▶ **Set exercise a**: Pick out every line of the records below that contains the string "microwave", matching its case exactly.

====== Selected passage

BOTTOM LINE: Case for a sustainable rally in equities is the strongest it has been in 2022
In our view, the case for owning equities is the strongest now than it has been in all of 2022. The reasons are cited above. But consider this additional perspective:
- Skeptics will say “growth is the problem now” and point to downside in EPS. But as we have written (see below), S&P 500 has historically bottomed 11-12 months before EPS troughs. So EPS is lagging.
- In 2020 and 2009, S&P 500 bottomed 12M and 10M before EPS bottomed. Since 1900, 13 of 16 major equity lows saw S&P 500 bottom before EPS. See table below.
- From 1982 to 1990, S&P 500 EPS only grew a cumulative 19% (or 2% per annum) but S&P 500 3X. Collapse in bond volatility (risk of higher rates) matters far more in our view
- If inflation is indeed slowing to a 3.5% annualized pace (0.2% to 0.3% per month, as we expect), this shows inflation is far less sticky than inflationistas have argued.
- While we have maintained that view “inflation not as sticky” (given the constellation of leading indicators), it is only now that we are seeing this in the “hard” data (CPI)
- Lastly, recency bias is keeping investors bearish. We have many clients telling us October CPI did “not change a thing. Inflation still too high and Fed will keep raising until something breaks”
- We still see a rally into YE
Rally should exceed the “June false dawn pivot”
As far as market implications, we think the case for a strong rally into YE has been strengthened:
- Foremost, Fed no longer has its “back to the wall” on inflation as October CPI beat looks repeatable and therefore the case for a pause after December is stronger. This counters the hawkish rhetoric of Powell post-FOMC but he did not have October CPI in hand.

============

▶ **Set exercise b**: Extend the commentary above on the case for an equity rally, beginning with new sentences after its final one.

====== Supplied material

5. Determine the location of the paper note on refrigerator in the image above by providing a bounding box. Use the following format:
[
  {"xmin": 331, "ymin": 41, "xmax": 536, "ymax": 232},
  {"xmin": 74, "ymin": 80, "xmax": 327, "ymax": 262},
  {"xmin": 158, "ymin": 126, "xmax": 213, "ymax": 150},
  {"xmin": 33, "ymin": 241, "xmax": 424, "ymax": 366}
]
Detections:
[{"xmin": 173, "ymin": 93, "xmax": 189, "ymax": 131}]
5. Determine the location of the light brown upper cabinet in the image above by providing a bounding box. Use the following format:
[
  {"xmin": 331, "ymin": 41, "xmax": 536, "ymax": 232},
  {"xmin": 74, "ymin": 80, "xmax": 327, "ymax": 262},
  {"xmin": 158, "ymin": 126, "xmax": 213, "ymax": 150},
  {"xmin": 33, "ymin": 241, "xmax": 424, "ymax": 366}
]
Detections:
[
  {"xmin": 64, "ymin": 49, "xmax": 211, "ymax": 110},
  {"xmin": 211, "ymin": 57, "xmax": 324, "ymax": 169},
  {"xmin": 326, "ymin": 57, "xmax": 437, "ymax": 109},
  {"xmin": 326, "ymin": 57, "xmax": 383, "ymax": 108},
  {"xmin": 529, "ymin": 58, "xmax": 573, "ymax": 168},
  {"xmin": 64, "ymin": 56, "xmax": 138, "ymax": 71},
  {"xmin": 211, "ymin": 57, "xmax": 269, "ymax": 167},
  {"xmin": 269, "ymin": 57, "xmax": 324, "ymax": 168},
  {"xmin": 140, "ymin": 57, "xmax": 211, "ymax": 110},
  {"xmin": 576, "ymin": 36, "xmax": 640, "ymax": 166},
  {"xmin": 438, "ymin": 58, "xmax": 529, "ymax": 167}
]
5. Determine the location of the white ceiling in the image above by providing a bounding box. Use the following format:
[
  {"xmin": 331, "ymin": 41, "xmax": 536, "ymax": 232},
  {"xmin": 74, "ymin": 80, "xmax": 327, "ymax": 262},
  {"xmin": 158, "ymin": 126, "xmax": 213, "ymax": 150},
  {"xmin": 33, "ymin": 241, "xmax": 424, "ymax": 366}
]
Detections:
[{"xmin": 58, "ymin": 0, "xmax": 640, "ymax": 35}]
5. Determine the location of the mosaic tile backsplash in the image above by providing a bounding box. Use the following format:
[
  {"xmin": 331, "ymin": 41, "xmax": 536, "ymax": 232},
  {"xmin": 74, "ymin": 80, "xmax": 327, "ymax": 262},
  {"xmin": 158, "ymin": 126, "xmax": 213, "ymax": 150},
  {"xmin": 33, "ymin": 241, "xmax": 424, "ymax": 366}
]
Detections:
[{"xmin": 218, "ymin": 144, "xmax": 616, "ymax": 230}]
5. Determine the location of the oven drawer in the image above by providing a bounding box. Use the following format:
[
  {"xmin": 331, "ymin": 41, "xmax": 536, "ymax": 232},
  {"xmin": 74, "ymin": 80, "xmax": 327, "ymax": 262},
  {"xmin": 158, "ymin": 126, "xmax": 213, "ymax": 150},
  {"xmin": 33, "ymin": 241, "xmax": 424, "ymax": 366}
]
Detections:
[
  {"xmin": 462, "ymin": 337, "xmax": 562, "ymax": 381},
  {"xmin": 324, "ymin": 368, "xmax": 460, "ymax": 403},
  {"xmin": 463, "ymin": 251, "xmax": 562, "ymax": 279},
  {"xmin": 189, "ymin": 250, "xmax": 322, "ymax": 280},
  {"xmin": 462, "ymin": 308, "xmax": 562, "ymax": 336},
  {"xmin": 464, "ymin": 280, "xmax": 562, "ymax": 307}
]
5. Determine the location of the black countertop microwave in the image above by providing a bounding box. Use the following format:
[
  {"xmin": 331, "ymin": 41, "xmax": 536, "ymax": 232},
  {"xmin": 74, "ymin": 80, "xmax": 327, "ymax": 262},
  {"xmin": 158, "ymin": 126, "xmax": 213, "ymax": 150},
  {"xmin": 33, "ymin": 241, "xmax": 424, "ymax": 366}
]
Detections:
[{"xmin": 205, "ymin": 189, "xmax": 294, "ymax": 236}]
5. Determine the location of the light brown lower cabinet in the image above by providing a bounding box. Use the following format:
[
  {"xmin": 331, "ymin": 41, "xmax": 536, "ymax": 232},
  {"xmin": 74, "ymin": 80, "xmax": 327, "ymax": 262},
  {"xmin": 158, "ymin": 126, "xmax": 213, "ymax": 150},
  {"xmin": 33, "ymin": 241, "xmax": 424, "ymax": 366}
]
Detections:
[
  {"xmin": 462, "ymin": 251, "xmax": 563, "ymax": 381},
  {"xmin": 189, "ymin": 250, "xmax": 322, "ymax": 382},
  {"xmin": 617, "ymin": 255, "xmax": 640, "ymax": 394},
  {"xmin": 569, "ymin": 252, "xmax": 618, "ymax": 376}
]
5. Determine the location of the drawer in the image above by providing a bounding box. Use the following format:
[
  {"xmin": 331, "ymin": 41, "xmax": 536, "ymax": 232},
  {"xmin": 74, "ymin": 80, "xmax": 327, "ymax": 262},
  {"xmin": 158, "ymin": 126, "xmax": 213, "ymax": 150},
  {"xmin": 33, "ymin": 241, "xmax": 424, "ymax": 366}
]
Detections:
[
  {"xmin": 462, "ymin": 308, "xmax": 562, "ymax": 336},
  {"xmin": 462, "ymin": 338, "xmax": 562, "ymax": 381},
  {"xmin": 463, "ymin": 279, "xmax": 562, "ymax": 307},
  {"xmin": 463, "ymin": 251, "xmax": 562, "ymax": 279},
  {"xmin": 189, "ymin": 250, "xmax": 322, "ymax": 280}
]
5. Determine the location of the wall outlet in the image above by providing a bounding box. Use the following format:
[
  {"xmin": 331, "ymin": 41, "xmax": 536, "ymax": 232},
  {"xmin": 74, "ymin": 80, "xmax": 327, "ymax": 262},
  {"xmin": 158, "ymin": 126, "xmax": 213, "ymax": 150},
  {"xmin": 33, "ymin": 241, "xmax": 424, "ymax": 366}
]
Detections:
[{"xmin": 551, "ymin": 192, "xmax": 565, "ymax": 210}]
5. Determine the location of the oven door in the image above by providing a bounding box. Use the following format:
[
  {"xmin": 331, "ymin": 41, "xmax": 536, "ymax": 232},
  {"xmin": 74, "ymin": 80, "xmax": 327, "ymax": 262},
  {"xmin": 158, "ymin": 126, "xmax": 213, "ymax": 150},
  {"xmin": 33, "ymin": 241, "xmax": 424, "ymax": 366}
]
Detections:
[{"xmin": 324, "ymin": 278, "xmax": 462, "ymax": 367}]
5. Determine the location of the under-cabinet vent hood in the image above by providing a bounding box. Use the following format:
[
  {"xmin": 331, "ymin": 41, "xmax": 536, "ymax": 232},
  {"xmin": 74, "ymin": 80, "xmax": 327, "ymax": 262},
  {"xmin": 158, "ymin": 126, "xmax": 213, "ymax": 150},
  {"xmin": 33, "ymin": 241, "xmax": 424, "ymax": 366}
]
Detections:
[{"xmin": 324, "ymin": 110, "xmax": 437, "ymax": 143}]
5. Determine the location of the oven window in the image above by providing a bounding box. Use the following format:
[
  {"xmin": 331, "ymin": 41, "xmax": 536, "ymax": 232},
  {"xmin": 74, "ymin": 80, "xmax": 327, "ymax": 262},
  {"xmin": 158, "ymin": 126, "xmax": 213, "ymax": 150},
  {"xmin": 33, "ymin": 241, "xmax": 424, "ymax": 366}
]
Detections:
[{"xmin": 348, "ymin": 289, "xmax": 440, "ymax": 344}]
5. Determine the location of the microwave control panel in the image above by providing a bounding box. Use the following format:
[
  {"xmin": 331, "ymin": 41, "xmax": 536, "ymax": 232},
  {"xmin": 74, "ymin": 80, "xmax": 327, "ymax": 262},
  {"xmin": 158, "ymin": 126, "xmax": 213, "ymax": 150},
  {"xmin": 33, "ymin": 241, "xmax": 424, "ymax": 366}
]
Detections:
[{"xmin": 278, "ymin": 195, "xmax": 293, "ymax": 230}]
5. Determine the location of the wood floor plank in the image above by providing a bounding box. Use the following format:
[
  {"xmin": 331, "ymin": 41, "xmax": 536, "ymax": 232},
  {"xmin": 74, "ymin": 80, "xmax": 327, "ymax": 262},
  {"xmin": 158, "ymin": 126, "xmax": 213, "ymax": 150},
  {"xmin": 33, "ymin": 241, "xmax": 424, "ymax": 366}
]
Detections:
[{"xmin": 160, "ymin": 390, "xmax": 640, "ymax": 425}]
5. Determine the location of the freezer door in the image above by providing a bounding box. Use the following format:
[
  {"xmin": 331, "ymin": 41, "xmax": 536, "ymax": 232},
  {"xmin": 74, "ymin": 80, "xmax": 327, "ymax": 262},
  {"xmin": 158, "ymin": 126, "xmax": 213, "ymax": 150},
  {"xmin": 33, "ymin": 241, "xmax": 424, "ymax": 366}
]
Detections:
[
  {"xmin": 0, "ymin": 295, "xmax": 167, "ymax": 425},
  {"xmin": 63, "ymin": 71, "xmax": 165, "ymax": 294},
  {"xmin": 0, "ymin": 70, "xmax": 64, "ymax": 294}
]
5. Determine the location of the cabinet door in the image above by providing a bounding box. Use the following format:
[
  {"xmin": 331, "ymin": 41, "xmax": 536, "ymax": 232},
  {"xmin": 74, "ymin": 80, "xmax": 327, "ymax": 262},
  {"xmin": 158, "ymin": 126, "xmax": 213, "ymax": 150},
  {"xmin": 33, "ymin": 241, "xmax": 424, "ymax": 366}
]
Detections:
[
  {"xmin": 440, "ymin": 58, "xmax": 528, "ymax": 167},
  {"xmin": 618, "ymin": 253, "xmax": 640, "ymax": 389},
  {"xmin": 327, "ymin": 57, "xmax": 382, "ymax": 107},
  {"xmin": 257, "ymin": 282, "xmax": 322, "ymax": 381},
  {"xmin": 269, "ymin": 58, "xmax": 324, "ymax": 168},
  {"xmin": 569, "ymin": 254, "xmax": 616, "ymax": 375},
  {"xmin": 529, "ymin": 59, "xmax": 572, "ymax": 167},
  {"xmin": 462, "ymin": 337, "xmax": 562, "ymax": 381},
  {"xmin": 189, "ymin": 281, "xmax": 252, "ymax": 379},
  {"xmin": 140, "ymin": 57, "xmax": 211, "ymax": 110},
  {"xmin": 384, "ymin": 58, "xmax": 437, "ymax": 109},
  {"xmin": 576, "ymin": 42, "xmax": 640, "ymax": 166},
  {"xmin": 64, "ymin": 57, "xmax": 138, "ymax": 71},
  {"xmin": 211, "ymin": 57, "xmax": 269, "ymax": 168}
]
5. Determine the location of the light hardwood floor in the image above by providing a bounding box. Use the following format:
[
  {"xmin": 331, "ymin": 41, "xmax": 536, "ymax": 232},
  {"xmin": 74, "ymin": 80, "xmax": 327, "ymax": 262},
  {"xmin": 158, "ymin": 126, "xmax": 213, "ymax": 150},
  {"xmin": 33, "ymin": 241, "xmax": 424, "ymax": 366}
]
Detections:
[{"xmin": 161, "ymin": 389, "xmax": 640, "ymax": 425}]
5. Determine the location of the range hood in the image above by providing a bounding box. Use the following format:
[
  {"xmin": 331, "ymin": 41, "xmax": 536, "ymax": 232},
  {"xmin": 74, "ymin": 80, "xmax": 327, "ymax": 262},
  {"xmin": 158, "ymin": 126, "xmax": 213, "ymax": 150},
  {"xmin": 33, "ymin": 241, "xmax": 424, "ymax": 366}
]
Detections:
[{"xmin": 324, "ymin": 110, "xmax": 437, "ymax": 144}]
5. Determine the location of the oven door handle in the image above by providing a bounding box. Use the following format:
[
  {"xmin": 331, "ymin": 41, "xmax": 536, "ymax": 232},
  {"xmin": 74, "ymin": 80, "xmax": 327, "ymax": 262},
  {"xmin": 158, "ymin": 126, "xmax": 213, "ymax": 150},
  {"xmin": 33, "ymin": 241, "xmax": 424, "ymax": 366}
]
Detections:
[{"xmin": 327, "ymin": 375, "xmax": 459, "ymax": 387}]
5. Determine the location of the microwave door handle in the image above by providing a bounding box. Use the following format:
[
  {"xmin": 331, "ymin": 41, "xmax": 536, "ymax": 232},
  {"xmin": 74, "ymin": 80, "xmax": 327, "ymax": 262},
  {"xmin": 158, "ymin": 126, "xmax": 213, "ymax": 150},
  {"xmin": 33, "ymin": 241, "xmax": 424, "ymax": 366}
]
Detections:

============

▶ **Answer a**:
5. Determine the location of the black countertop microwave in the image above by providing a bounding box. Use the following format:
5. Determine the location of the microwave control panel in the image above by providing a bounding box. Use the following format:
5. Determine the location of the microwave door handle in the image above by providing a bounding box. Use the following format:

▶ **Answer b**:
- For most of 2022, Fed has not been able to point to measurable progress on containing inflation but a significant constellation of leading indicators showed deflation/soft inflation was in the pipeline. October CPI is the first month the “hard” data syncs with the “soft” data.
- Softening inflationary pressures strengthen the case for a “soft landing,” counter to the consensus narrative that Fed is spiraling economy to a hard landing. Core inflation running at 3.5% annualized (above) will not require Fed to bang out +75bp and arguably 4.5% Fed funds would be very tight.
- A Fed shifting from “higher in a hurry” to “predictable but possibly longer” is far better for risk assets. Fed has acknowledged serious and unknown lags in monetary policy and with inflation improving, Fed can gain some measure of patience.
- While some bears say the Fed doesn’t want equities to go up, this is an oversimplification. Fed just was in a hurry to slow things down in 2022. Stocks are far more complex than bonds which are arguably two variable assets (inflation and future Fed funds).
- Stocks are acting like “beach balls under water” because P/E averages 19X when 10Y between 3.5% to 5.5% — true since 1871. Thus, those arguing P/E should be 15X or less are just plain ignoring history.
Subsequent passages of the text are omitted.